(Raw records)

-------

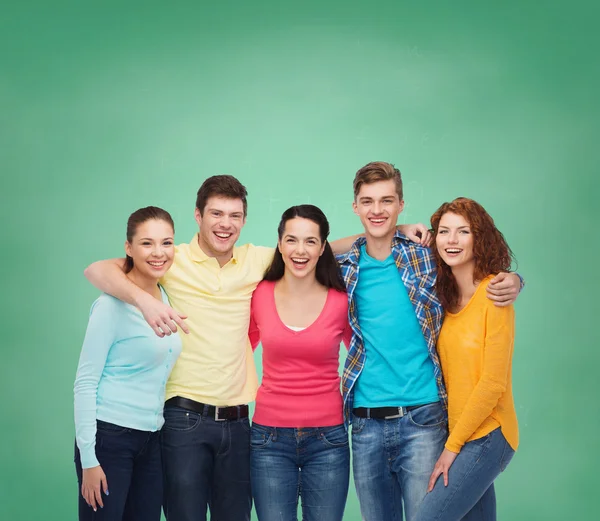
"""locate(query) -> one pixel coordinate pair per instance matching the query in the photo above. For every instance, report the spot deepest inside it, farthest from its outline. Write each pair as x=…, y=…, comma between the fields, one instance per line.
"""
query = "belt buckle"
x=217, y=409
x=394, y=416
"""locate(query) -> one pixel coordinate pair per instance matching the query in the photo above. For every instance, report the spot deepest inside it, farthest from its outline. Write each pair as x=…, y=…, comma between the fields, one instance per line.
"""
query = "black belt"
x=234, y=412
x=384, y=413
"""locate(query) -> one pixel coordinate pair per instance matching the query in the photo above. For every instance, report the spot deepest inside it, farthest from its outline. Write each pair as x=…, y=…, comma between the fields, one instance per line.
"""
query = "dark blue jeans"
x=470, y=494
x=310, y=463
x=205, y=463
x=131, y=461
x=393, y=460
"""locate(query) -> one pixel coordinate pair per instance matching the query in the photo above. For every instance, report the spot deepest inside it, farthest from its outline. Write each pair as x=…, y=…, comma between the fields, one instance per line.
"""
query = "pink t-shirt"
x=301, y=382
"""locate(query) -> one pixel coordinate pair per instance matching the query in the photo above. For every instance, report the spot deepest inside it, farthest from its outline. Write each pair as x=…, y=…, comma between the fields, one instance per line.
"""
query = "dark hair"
x=224, y=186
x=375, y=172
x=490, y=249
x=140, y=217
x=327, y=270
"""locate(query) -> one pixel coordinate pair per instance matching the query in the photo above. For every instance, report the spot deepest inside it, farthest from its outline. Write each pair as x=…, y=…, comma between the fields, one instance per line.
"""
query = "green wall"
x=106, y=108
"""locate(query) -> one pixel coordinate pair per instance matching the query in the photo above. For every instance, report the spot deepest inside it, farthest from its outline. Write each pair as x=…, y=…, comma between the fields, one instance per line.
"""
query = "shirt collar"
x=199, y=256
x=353, y=255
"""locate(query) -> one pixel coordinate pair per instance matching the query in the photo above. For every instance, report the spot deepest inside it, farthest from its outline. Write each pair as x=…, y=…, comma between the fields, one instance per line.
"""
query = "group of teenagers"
x=166, y=370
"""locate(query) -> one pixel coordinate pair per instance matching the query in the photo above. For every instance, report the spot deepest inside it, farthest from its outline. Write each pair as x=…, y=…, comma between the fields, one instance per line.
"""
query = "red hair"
x=490, y=250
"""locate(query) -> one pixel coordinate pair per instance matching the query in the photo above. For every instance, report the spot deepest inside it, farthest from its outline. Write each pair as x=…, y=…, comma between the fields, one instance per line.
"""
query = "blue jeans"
x=470, y=494
x=310, y=463
x=131, y=461
x=205, y=463
x=393, y=460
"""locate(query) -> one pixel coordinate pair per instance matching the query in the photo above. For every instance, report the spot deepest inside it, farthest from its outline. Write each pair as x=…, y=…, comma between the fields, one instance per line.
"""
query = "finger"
x=427, y=238
x=91, y=499
x=434, y=475
x=156, y=328
x=498, y=278
x=179, y=319
x=98, y=496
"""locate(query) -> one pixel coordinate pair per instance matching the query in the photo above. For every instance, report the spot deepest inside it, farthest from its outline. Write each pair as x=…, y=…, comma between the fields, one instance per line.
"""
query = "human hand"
x=163, y=319
x=442, y=466
x=504, y=289
x=418, y=233
x=92, y=486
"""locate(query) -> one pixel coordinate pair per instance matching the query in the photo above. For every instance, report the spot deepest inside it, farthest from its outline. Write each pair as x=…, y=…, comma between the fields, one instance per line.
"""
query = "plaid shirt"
x=418, y=272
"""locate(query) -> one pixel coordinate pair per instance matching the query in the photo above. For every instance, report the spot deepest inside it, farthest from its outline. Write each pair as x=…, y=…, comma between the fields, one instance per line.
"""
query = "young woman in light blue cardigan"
x=120, y=386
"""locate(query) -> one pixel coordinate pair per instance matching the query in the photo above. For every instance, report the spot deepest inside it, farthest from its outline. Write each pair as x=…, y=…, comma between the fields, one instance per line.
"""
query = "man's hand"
x=418, y=233
x=92, y=486
x=442, y=466
x=163, y=319
x=504, y=289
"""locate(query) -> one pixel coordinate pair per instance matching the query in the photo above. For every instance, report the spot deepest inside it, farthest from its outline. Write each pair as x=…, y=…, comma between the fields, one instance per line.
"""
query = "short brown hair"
x=224, y=186
x=375, y=172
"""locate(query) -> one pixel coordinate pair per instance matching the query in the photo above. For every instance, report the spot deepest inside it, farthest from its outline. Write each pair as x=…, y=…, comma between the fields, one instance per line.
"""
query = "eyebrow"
x=460, y=227
x=294, y=237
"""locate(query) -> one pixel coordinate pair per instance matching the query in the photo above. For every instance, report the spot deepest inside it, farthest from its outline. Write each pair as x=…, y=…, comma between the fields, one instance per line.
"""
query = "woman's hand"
x=442, y=466
x=92, y=486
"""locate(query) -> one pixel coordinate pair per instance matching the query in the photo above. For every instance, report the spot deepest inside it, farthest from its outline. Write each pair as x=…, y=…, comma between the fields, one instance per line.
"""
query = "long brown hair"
x=490, y=250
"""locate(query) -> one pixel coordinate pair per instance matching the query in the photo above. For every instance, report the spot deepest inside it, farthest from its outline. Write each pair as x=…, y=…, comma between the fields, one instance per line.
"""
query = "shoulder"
x=106, y=303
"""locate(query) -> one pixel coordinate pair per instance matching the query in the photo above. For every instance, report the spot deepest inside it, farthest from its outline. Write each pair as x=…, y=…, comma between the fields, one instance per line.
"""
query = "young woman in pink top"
x=299, y=446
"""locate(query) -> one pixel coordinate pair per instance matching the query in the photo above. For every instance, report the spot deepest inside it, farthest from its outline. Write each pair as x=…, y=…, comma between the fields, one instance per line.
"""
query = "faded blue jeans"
x=310, y=463
x=470, y=494
x=393, y=460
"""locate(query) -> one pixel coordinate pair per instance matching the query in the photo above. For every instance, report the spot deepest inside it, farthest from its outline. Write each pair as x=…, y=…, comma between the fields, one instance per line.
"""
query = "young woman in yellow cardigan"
x=475, y=348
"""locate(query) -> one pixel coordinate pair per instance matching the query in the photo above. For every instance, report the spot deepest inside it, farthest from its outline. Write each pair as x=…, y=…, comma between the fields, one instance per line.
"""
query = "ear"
x=323, y=248
x=198, y=217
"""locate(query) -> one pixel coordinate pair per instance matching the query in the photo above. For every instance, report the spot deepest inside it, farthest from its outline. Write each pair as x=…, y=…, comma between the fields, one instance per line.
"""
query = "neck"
x=221, y=258
x=300, y=286
x=148, y=284
x=380, y=248
x=463, y=275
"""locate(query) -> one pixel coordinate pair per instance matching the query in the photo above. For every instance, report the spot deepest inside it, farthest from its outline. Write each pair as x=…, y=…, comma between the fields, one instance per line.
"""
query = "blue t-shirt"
x=398, y=371
x=122, y=372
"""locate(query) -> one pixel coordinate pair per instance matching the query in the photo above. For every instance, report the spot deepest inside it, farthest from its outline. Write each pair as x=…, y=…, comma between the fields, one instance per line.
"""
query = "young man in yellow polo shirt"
x=205, y=439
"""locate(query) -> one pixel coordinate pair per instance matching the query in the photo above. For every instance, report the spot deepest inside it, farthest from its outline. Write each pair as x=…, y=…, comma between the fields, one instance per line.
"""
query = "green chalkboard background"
x=109, y=106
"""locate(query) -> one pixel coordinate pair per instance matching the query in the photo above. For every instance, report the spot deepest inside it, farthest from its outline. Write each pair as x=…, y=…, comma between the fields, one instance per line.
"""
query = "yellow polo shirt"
x=216, y=365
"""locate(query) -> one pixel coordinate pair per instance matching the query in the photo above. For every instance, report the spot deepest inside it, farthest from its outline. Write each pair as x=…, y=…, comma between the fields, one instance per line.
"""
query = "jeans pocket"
x=334, y=436
x=430, y=415
x=358, y=424
x=260, y=437
x=177, y=419
x=110, y=429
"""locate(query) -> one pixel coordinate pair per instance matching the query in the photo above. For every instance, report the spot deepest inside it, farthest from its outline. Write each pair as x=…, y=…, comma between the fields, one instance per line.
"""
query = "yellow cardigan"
x=476, y=347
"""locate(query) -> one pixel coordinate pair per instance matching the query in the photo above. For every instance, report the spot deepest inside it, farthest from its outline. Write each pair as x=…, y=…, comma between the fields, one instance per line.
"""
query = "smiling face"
x=220, y=225
x=454, y=240
x=301, y=247
x=378, y=206
x=152, y=248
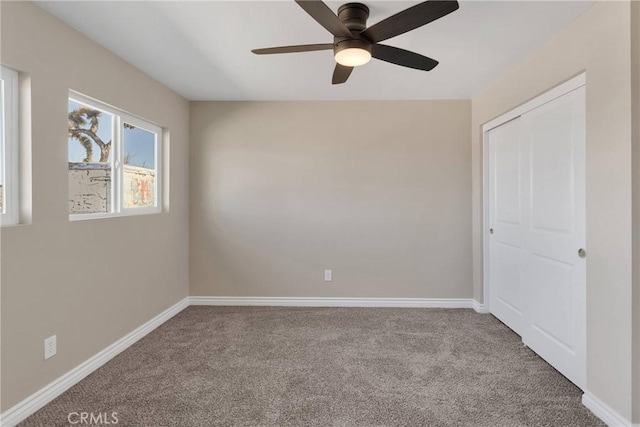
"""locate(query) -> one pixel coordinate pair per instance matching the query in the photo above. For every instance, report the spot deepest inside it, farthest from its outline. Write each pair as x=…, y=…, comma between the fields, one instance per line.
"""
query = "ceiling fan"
x=354, y=44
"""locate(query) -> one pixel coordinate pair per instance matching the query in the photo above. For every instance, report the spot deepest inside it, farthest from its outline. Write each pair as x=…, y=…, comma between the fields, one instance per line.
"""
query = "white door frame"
x=558, y=91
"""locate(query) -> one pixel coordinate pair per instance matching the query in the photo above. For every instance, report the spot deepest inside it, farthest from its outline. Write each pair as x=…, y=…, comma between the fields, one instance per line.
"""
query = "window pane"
x=90, y=159
x=139, y=180
x=2, y=156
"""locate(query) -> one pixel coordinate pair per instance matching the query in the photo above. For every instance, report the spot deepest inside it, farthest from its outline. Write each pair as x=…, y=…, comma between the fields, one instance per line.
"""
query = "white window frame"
x=117, y=151
x=10, y=183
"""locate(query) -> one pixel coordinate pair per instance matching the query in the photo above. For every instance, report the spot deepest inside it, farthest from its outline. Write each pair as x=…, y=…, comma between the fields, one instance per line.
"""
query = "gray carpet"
x=260, y=366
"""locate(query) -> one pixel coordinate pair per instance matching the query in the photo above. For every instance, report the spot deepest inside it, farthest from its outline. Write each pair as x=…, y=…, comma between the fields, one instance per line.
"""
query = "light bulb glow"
x=352, y=57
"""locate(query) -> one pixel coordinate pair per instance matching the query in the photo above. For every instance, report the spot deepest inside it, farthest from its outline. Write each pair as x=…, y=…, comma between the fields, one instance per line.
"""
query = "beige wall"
x=635, y=86
x=379, y=192
x=598, y=42
x=78, y=279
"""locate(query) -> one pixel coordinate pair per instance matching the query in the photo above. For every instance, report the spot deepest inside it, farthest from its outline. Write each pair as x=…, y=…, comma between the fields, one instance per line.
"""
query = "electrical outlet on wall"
x=50, y=347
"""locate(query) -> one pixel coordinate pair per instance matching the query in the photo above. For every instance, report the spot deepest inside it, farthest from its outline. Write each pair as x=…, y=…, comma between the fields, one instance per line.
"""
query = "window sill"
x=138, y=212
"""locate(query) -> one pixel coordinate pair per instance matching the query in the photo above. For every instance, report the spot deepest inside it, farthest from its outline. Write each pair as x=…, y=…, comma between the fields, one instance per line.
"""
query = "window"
x=8, y=146
x=114, y=161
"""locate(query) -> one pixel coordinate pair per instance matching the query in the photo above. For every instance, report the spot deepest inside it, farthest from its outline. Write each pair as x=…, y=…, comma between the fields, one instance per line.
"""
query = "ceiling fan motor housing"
x=354, y=17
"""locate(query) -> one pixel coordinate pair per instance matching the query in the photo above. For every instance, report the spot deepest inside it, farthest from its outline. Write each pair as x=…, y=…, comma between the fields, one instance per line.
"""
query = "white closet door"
x=537, y=268
x=506, y=245
x=555, y=272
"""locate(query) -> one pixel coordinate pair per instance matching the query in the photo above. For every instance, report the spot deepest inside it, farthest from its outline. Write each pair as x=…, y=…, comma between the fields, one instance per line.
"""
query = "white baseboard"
x=37, y=400
x=334, y=302
x=479, y=307
x=603, y=411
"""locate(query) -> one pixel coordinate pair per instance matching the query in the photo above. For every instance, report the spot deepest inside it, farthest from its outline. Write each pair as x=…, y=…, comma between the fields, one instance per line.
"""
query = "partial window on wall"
x=114, y=161
x=9, y=188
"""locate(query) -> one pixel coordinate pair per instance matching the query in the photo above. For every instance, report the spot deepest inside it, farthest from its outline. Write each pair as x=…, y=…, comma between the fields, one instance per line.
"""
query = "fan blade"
x=293, y=49
x=409, y=19
x=325, y=17
x=402, y=57
x=341, y=74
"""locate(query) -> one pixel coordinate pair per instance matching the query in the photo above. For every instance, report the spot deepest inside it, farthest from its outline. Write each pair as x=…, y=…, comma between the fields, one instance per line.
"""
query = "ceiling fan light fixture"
x=353, y=57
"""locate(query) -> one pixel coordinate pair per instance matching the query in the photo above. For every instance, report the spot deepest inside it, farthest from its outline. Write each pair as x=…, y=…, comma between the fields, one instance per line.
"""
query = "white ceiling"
x=202, y=49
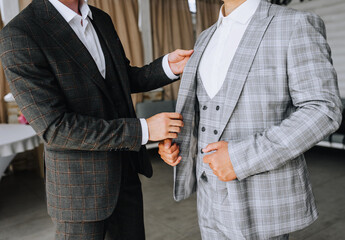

-------

- _STATED EXERCISE_:
How many lines of the records contain the string "polo"? Reply with the number only.

- _TASK RESPONSE_:
2